KARACHI — Natural gas shortages across the city have pushed residents to a desperate, life-threatening solution: filling plastic bags with pressurized gas from main lines for use in kitchens.
The practice, common in neighborhoods like Lyari, Orangi Town, and Baldia, involves tapping into neighborhood supply lines. Residents attach long rubber hoses to the pipes, funneling the gas into large, thin plastic sacks. These makeshift containers are then carried into homes, where they are hooked up to stoves.
It’s an accident waiting to happen. A single spark or a puncture in the thin plastic could trigger a massive explosion in densely packed residential blocks.
“We have no choice,” said Mohammad Ali, a resident of a low-income neighborhood in West Karachi. “The main line pressure is zero for most of the day. If we don’t bag the gas when it trickles in at night, we don’t eat.”

Point-per-instance localization data

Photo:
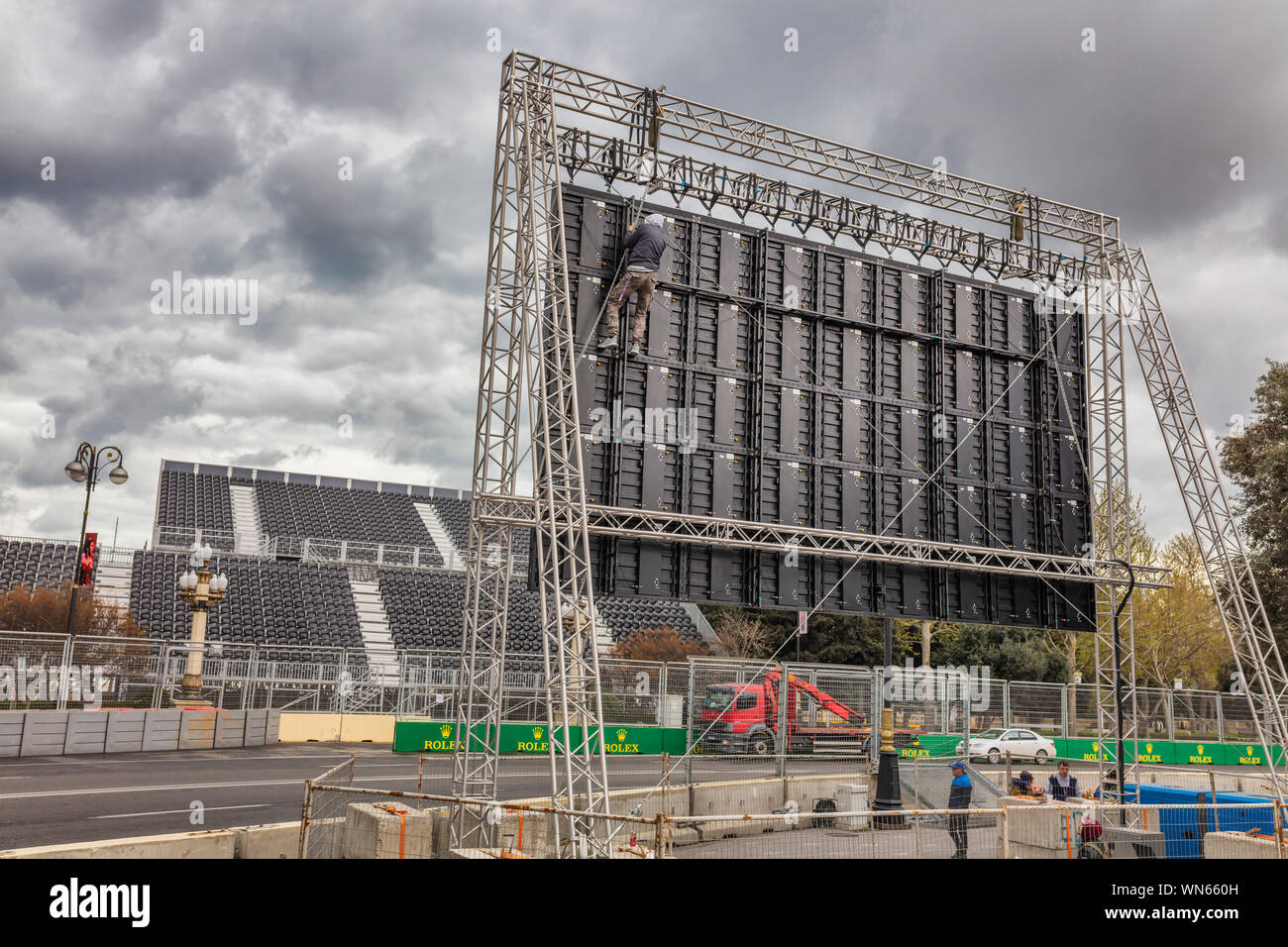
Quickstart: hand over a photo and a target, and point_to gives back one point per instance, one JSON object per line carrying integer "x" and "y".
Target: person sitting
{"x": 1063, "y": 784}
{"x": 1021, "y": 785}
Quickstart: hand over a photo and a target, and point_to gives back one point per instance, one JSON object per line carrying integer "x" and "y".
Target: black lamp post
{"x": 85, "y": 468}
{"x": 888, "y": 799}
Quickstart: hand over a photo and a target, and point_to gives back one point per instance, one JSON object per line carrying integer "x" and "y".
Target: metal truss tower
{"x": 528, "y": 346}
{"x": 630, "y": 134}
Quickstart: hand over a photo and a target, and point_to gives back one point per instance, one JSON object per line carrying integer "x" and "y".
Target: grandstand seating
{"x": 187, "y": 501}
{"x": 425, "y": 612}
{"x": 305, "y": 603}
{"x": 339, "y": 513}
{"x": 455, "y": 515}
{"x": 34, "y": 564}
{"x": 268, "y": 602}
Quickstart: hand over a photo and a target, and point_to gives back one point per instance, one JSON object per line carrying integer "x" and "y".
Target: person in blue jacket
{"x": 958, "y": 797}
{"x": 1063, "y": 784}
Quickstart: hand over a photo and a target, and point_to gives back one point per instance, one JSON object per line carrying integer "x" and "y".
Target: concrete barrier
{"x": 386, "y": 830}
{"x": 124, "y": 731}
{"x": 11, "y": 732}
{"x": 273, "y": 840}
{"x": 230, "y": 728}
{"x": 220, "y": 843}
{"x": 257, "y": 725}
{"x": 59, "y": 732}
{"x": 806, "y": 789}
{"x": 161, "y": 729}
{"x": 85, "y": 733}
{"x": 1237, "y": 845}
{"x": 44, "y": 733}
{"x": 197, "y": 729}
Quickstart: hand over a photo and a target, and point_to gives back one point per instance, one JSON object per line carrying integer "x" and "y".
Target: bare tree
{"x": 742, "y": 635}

--

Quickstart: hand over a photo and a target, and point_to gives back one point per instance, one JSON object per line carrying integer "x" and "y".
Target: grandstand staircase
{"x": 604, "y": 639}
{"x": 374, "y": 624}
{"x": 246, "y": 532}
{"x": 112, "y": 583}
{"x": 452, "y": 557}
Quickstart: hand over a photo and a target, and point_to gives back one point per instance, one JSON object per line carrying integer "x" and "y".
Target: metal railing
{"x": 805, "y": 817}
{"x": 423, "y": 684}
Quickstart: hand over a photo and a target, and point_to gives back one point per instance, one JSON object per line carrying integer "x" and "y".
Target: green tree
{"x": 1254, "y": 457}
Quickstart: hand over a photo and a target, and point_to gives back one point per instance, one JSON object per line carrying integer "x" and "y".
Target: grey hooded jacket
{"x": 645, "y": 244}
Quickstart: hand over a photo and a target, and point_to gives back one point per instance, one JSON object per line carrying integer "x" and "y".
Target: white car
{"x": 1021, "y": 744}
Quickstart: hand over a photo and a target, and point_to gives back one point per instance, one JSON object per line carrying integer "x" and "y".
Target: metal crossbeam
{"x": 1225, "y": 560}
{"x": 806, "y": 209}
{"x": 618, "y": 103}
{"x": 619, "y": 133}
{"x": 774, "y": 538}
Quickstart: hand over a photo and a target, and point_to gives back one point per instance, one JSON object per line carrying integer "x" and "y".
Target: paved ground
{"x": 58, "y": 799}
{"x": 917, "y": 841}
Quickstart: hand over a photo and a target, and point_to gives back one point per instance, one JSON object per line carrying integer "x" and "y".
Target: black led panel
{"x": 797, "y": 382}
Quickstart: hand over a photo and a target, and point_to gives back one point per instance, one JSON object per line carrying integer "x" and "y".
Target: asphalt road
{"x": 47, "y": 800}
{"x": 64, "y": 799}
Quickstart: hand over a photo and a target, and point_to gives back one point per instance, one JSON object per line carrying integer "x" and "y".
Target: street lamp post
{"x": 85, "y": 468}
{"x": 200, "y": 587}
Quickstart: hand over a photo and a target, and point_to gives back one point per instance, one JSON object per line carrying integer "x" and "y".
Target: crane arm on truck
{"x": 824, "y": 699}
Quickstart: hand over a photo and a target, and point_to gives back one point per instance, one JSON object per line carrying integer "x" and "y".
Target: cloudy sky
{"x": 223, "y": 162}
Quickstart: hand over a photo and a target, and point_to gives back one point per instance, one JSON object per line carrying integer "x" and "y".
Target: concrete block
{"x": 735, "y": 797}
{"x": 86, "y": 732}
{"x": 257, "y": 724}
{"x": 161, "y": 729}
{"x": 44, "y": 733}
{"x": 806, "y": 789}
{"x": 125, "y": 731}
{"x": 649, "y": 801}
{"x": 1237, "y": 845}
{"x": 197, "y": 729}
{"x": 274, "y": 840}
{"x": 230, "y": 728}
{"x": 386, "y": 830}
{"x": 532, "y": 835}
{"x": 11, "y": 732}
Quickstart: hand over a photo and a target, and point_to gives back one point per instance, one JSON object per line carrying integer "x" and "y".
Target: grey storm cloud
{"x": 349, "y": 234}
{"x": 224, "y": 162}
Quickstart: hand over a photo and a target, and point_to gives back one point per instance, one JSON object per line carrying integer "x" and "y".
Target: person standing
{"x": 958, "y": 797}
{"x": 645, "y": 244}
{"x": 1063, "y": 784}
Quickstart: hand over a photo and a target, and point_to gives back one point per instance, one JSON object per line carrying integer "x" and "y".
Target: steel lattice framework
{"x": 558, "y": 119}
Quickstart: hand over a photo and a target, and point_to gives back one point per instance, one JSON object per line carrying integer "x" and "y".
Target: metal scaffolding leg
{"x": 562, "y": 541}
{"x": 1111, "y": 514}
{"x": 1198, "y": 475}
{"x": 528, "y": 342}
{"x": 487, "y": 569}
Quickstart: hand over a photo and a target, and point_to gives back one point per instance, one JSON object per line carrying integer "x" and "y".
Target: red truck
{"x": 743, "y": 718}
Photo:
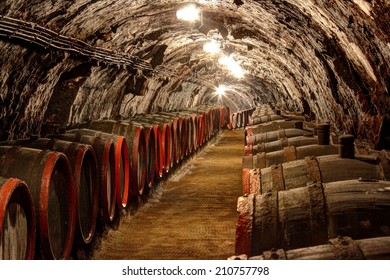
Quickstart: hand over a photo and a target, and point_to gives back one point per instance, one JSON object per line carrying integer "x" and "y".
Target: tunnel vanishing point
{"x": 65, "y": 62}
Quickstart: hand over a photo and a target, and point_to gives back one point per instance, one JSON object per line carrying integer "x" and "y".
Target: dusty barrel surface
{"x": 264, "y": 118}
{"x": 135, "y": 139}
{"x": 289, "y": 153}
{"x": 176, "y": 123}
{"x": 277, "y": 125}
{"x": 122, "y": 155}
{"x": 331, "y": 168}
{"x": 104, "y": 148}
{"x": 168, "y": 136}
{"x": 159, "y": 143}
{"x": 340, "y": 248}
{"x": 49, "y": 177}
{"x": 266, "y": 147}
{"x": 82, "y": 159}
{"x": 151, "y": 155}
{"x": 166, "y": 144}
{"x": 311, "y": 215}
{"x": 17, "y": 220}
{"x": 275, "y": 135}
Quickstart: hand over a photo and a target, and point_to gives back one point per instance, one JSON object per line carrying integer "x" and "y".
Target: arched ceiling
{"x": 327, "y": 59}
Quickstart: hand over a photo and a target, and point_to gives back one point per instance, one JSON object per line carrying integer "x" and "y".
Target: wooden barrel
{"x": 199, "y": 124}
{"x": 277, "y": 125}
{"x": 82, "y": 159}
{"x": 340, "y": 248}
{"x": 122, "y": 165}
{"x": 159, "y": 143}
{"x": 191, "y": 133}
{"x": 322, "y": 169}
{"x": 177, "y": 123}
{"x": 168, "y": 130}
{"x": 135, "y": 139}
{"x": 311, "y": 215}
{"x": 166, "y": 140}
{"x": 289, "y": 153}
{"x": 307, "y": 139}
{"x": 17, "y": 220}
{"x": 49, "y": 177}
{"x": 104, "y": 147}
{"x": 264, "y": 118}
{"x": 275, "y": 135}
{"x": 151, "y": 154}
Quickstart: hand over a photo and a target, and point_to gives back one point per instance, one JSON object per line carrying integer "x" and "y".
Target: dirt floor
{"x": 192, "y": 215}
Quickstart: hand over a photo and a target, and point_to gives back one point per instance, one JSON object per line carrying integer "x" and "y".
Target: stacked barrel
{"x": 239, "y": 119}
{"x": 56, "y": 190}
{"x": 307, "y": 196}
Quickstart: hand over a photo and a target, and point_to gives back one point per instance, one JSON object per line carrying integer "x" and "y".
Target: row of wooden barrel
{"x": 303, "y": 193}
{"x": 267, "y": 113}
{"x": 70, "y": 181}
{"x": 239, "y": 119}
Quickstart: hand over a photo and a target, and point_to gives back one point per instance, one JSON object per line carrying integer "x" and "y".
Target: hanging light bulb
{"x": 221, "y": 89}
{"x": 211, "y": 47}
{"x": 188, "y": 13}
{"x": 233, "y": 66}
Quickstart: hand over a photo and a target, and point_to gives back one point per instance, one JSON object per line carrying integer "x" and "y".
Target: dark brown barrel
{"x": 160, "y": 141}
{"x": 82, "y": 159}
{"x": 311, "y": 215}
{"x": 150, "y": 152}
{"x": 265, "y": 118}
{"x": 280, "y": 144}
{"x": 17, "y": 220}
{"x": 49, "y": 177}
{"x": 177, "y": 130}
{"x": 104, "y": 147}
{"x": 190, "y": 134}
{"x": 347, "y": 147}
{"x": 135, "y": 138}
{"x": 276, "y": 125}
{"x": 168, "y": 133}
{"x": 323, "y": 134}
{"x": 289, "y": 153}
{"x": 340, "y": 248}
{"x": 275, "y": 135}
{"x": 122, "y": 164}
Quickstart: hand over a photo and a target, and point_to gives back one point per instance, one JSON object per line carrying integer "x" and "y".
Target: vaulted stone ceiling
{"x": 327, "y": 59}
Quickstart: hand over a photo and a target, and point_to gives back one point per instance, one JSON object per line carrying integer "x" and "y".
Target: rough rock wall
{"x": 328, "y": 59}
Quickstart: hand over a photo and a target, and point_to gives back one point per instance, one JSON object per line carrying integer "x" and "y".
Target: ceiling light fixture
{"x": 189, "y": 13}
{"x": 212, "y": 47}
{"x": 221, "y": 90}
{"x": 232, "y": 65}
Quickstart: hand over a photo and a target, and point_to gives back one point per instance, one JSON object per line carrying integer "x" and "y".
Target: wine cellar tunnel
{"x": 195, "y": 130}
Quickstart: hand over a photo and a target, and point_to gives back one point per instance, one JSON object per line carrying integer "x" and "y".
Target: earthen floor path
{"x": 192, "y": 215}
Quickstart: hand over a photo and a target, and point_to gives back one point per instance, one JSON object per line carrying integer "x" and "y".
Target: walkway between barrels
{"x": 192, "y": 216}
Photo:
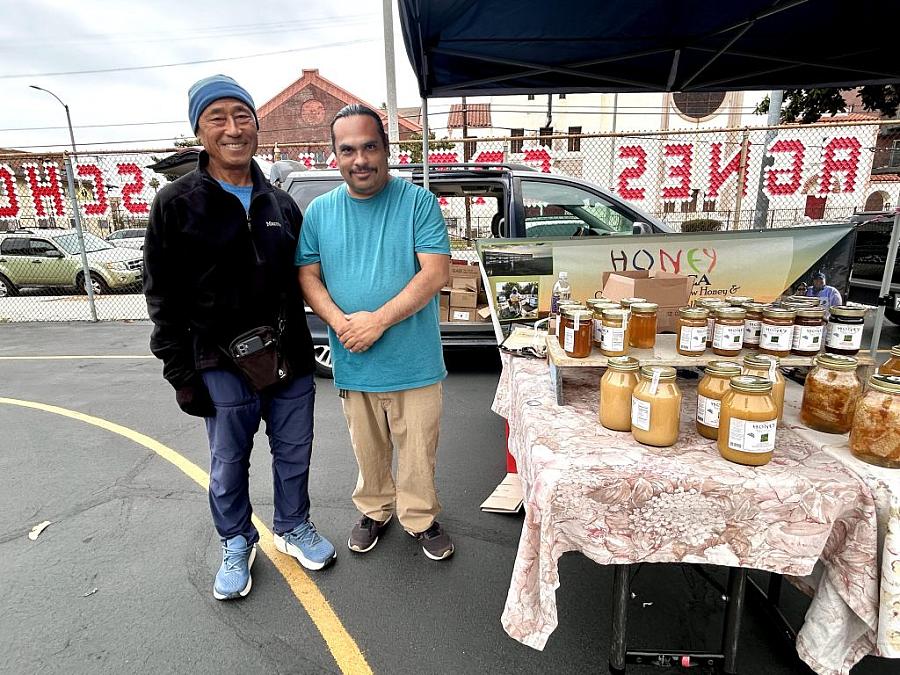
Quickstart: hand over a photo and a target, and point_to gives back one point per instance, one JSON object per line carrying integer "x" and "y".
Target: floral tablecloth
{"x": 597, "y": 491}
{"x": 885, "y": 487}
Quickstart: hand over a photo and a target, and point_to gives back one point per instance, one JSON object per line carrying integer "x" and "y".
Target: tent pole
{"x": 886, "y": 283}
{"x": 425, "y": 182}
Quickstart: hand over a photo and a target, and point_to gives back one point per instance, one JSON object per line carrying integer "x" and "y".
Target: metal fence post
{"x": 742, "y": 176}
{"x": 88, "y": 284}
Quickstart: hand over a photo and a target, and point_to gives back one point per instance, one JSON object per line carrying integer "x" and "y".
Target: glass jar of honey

==

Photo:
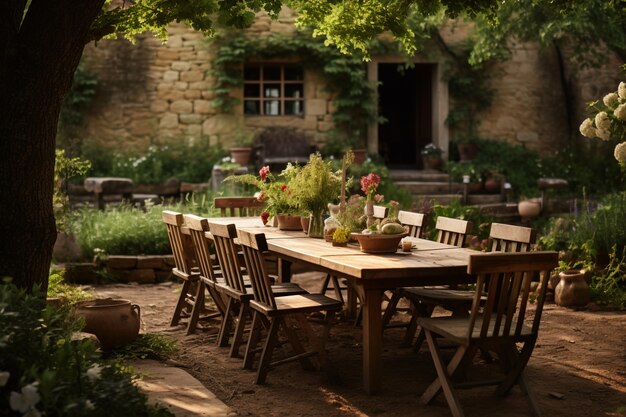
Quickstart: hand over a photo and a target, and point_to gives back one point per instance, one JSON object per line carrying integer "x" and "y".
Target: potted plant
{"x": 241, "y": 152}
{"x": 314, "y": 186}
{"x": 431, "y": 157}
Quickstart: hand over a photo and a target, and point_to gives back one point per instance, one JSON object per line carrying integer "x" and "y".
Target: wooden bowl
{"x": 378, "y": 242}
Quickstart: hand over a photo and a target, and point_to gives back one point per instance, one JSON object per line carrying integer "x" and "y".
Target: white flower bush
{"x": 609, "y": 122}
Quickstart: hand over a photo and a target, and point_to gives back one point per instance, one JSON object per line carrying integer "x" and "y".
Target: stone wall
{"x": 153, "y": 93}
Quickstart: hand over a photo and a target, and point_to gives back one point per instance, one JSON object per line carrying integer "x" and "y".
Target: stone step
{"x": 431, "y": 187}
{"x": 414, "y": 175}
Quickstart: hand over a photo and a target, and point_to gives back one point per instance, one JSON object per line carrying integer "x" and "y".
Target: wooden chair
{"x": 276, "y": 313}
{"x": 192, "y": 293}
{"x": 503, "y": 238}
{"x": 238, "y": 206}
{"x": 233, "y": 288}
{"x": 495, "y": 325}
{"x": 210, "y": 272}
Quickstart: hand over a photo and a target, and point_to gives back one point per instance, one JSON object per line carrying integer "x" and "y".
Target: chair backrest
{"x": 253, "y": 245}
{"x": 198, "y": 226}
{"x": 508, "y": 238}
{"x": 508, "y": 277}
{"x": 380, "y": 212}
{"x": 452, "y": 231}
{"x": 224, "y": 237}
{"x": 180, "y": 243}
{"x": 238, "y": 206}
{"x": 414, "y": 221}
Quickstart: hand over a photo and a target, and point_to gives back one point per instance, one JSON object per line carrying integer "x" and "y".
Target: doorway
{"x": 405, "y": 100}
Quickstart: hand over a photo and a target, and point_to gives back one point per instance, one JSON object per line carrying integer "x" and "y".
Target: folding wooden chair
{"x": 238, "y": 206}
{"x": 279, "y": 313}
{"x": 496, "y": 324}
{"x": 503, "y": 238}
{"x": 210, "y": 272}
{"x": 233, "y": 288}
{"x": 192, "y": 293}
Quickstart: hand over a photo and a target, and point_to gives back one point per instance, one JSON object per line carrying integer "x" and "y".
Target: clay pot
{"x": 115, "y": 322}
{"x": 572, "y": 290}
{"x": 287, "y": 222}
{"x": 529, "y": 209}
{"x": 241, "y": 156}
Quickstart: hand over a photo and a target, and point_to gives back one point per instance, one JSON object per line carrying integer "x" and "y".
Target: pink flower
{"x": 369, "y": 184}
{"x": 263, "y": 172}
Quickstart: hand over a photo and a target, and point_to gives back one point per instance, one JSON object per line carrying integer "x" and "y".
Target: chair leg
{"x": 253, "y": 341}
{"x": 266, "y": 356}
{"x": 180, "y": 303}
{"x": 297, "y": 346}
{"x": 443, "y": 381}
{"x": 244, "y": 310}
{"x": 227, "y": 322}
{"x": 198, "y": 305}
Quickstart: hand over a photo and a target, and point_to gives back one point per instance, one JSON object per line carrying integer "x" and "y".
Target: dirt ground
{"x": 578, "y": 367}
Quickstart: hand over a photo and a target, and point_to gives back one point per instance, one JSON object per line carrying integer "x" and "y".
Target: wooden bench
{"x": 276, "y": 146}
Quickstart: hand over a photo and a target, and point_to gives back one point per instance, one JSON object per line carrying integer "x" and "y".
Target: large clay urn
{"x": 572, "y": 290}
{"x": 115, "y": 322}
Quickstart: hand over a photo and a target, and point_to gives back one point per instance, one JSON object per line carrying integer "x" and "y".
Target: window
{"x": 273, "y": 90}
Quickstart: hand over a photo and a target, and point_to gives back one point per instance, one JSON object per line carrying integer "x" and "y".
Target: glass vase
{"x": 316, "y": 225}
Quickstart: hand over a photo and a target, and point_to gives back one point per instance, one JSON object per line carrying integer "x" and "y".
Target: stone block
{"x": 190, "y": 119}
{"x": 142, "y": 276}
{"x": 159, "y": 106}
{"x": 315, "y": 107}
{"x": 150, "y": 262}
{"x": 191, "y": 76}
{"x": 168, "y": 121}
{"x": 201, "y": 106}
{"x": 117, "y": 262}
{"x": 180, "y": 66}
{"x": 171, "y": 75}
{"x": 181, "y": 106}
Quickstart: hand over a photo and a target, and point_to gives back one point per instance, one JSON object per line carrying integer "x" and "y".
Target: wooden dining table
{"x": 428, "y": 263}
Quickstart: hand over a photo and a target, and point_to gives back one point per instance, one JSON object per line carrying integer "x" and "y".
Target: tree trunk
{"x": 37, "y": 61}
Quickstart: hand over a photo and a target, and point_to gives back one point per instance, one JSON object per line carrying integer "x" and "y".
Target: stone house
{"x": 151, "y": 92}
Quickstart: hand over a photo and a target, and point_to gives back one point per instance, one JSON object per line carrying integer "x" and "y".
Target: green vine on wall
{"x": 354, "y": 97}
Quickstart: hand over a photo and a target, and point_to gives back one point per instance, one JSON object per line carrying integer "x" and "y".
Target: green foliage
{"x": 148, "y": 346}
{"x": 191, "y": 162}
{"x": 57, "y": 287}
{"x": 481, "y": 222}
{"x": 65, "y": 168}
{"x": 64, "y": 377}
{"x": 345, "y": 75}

(BRIEF)
Rewrite the article on Karachi's gas shortages from "KARACHI — Natural" to "packed residential blocks.", changing "stoves" to "burners".

(THE COMPLETED TASK)
KARACHI — Natural gas shortages across the city have pushed residents to a desperate, life-threatening solution: filling plastic bags with pressurized gas from main lines for use in kitchens.
The practice, common in neighborhoods like Lyari, Orangi Town, and Baldia, involves tapping into neighborhood supply lines. Residents attach long rubber hoses to the pipes, funneling the gas into large, thin plastic sacks. These makeshift containers are then carried into homes, where they are hooked up to burners.
It’s an accident waiting to happen. A single spark or a puncture in the thin plastic could trigger a massive explosion in densely packed residential blocks.